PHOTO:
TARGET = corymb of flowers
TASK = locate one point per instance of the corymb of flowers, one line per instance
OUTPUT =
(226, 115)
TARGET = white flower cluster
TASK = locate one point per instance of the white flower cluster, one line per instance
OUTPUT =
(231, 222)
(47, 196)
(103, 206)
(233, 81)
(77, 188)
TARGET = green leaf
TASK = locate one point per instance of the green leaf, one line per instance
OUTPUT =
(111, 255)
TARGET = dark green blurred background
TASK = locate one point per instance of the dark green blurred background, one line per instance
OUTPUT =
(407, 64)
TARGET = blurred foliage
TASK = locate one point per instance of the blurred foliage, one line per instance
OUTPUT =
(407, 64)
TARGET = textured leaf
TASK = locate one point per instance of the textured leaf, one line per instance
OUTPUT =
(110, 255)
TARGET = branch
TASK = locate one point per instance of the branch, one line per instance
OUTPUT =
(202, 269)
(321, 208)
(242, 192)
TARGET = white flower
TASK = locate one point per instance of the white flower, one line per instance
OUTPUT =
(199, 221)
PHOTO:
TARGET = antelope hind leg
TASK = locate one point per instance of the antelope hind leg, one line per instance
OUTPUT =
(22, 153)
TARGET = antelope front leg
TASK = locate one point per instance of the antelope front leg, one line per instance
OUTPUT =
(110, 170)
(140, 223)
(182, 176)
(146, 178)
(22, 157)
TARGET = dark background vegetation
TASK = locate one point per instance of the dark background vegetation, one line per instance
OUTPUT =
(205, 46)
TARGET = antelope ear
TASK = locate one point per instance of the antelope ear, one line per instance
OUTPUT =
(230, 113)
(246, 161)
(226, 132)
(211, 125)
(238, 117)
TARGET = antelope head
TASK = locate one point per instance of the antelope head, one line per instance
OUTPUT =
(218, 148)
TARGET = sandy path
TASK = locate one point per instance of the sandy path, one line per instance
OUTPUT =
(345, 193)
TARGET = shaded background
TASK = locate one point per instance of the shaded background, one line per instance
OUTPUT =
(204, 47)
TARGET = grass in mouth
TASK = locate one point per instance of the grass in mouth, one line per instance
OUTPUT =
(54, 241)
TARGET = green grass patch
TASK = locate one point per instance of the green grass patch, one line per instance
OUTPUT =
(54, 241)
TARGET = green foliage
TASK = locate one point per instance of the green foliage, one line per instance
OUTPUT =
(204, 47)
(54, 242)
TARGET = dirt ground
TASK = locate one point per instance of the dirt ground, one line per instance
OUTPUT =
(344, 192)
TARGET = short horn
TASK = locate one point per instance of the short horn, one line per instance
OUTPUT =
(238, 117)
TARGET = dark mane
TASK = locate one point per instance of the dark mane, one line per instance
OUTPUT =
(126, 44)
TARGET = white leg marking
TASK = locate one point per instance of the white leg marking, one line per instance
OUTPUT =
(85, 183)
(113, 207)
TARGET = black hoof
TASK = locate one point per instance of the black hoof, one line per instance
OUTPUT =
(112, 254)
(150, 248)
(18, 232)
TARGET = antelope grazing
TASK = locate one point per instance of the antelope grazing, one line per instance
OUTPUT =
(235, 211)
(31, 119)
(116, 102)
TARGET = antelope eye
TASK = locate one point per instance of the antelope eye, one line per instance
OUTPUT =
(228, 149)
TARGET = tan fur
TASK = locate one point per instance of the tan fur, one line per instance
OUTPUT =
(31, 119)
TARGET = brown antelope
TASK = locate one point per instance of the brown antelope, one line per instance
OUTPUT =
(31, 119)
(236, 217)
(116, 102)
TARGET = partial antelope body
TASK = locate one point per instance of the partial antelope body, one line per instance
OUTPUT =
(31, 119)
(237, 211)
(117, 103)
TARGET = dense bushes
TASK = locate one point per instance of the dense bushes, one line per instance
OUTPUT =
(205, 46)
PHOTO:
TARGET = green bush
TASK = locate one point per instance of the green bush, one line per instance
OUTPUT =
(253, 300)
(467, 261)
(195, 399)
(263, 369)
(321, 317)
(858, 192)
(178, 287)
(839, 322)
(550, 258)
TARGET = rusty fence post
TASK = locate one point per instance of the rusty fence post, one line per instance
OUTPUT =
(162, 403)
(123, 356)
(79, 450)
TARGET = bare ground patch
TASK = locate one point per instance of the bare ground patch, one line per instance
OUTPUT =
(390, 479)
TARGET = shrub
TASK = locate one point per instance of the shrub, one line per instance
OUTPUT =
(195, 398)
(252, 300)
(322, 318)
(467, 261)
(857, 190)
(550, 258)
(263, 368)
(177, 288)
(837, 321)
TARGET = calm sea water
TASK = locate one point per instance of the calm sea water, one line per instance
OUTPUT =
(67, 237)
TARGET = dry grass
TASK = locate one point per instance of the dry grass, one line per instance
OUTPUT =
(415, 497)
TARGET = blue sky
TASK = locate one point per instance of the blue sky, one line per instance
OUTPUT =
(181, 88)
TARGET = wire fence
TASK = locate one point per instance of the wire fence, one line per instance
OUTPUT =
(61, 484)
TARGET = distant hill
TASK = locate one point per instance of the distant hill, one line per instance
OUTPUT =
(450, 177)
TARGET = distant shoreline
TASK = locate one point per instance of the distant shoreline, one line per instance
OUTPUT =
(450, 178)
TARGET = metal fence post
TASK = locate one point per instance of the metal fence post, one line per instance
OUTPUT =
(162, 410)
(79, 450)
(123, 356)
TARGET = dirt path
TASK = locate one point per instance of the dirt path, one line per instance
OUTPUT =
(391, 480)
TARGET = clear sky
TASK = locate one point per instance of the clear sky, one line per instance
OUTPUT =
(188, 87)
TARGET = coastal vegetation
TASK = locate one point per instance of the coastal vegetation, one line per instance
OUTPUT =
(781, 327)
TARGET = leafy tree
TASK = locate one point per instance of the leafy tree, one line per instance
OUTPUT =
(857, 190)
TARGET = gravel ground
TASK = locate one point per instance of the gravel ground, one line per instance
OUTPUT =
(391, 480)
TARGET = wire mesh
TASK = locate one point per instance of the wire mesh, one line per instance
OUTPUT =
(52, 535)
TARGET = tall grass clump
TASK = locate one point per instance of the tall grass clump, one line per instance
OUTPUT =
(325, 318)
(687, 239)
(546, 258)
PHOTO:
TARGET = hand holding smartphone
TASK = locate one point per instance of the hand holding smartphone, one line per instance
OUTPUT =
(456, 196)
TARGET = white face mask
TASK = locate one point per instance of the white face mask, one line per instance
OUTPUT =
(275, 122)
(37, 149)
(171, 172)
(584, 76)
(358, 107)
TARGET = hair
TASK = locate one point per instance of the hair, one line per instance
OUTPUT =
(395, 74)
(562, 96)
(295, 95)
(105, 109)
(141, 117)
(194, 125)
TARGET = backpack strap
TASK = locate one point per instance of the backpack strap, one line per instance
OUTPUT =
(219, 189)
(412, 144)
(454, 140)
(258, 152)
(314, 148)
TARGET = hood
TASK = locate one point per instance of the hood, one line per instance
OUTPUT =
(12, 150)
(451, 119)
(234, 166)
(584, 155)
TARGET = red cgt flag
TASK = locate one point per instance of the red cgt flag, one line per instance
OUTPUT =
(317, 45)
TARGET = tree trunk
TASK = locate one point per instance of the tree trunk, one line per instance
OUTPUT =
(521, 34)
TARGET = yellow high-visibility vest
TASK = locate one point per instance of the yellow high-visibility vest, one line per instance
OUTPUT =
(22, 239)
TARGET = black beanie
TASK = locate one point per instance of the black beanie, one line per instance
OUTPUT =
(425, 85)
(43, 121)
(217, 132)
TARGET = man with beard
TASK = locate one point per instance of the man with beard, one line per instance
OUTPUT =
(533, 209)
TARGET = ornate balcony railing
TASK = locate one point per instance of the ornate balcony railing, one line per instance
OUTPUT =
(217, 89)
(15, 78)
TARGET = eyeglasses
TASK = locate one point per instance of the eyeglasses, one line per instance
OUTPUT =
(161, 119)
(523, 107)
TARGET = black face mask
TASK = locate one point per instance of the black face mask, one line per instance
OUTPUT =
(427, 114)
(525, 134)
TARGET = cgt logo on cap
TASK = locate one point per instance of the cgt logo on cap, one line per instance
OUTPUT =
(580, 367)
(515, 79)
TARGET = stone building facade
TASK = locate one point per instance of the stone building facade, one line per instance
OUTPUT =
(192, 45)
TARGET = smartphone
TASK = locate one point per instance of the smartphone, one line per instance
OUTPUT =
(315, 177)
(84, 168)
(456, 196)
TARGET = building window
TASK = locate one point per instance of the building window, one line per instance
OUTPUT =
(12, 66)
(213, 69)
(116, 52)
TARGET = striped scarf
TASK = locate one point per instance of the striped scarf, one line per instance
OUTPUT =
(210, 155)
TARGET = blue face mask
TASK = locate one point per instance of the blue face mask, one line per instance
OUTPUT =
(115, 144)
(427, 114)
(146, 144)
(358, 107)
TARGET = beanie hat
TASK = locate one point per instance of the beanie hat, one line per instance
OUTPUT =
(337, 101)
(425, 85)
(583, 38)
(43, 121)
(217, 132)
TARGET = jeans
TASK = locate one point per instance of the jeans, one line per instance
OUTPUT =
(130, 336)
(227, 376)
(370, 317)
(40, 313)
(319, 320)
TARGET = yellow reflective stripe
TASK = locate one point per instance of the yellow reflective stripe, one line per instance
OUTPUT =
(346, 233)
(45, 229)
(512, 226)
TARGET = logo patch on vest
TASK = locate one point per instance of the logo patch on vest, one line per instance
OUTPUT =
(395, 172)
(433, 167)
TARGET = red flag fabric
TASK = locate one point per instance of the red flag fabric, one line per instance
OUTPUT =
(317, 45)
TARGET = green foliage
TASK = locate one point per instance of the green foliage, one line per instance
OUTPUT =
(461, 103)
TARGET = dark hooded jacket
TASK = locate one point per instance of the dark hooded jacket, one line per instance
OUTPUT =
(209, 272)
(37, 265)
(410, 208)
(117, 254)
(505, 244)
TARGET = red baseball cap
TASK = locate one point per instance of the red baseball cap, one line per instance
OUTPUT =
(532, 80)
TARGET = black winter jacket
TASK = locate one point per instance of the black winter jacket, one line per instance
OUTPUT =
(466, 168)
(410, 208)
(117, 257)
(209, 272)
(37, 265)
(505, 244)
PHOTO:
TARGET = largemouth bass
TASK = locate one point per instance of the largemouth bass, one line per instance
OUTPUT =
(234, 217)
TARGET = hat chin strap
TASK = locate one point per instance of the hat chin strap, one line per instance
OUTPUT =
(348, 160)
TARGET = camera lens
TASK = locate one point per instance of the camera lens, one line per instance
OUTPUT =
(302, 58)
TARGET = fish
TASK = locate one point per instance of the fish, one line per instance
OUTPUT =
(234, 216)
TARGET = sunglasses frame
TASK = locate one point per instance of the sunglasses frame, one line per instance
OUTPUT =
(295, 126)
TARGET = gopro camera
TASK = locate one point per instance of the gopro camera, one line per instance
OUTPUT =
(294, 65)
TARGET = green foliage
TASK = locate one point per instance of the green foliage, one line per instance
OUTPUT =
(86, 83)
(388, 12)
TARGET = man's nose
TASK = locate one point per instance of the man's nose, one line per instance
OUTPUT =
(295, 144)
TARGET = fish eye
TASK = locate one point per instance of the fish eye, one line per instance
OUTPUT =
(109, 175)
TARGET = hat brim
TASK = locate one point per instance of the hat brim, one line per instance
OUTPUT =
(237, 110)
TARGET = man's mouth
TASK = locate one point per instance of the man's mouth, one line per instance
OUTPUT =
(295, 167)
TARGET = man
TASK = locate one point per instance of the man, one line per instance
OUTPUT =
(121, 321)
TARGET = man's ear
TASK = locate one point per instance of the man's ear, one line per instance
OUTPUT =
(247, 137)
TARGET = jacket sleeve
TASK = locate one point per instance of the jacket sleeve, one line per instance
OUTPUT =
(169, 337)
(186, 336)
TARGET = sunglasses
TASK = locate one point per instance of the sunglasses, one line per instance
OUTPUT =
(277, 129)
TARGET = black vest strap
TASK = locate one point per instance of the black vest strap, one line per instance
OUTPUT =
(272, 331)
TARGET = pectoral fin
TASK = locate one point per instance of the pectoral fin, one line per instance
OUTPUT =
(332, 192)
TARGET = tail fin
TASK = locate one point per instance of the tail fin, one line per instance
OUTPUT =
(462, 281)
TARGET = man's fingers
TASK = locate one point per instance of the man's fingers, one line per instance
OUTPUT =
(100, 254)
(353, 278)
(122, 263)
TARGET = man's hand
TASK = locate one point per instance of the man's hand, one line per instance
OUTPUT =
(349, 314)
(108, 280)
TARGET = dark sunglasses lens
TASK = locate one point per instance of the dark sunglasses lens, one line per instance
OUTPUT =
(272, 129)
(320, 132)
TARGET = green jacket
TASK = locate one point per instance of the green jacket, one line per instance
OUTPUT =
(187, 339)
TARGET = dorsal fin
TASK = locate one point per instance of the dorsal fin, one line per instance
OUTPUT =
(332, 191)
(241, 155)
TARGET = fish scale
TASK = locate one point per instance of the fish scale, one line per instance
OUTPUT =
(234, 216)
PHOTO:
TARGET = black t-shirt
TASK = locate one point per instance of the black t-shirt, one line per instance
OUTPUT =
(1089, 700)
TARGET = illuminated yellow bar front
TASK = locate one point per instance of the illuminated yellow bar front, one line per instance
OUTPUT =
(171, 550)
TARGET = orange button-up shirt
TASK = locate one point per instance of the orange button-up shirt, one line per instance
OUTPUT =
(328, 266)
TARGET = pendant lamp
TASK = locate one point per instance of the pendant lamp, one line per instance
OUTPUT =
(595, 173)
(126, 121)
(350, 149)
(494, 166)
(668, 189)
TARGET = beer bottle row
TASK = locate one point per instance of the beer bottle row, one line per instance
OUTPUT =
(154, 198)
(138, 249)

— Your task —
From the data above, reproduce word for word the lines running from the line with "TARGET = antelope hind leg" to the line with "TARGET = sandy path", ends included.

— Output of the exercise —
TARGET = antelope hind leg
TASK = locate one point per instance of the antelope hind leg, one line per instance
OUTPUT =
(22, 153)
TARGET = antelope front leg
TASK = locate one point per instance of the antelope front leg, one line per instance
OUTPUT =
(110, 170)
(140, 223)
(182, 176)
(146, 178)
(22, 157)
TARGET = dark background vegetation
TASK = locate one point per instance of the dark background vegetation, one line per instance
OUTPUT =
(205, 46)
TARGET = antelope ear
TASK = locate one point per instance of the antelope ear, one line per instance
OUTPUT =
(230, 113)
(246, 161)
(226, 132)
(211, 125)
(238, 117)
TARGET = antelope head
TASK = locate one point per instance of the antelope head, one line per instance
OUTPUT =
(218, 148)
TARGET = sandy path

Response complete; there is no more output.